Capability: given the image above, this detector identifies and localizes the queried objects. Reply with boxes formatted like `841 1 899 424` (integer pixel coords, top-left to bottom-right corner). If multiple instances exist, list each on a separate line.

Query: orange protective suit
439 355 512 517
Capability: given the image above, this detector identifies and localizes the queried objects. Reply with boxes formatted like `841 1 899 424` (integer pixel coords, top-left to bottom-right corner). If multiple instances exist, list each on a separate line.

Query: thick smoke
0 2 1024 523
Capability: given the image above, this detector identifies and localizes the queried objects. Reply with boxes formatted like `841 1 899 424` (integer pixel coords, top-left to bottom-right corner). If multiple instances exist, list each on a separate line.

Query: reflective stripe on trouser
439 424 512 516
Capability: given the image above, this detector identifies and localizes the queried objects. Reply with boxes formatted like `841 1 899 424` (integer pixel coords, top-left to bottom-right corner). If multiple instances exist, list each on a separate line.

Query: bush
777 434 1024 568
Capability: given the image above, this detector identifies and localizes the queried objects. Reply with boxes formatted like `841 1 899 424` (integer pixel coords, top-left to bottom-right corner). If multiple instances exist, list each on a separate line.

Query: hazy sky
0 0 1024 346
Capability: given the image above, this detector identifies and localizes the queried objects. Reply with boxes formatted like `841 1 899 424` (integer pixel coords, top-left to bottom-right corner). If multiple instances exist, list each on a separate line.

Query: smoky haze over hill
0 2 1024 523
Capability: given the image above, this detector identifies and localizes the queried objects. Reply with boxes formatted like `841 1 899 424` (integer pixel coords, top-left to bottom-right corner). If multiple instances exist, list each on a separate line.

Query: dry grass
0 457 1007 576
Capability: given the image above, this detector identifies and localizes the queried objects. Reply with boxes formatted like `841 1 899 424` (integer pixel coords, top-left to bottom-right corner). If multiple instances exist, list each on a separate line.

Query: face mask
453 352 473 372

※ ※ ※

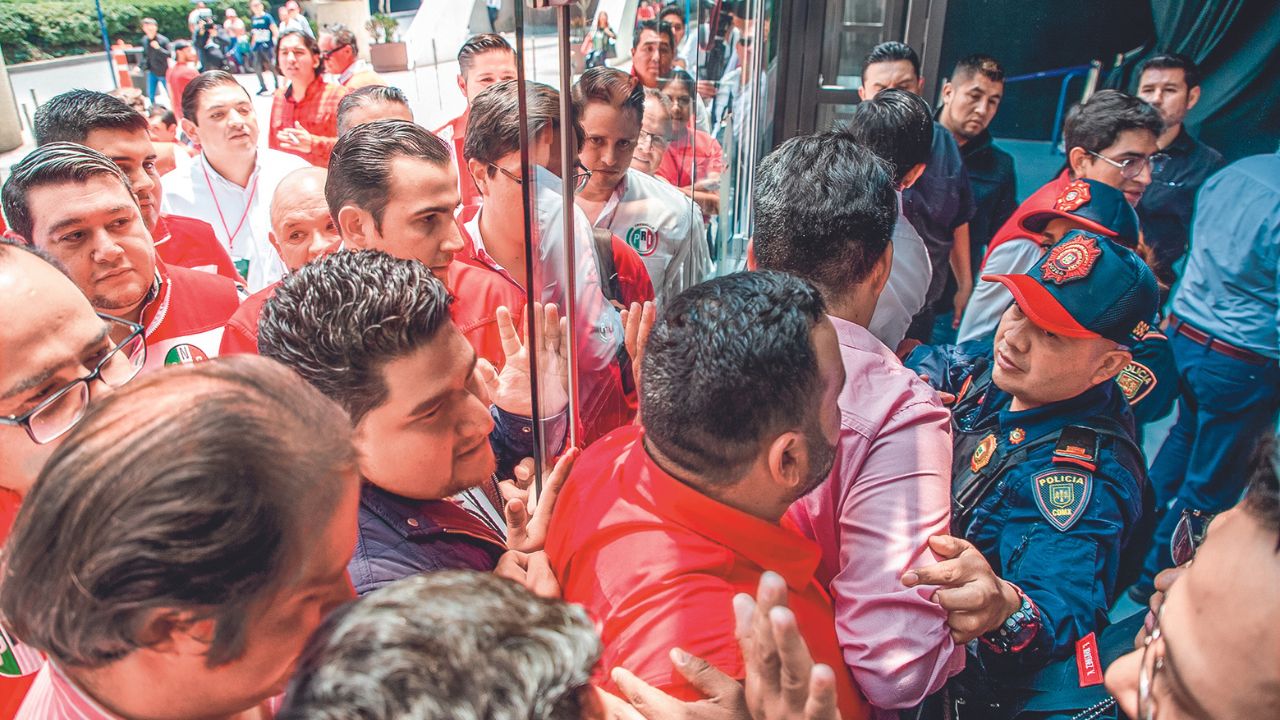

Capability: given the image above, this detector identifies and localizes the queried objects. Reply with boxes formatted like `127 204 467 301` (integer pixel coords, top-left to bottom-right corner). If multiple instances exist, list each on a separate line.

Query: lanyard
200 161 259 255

※ ※ ※

* _PROBLEM DESCRIPTION_: How many lines of the material above contain the string "Query"? Case counts; answer with the number only.

* _CORRECT ANSWER_: 9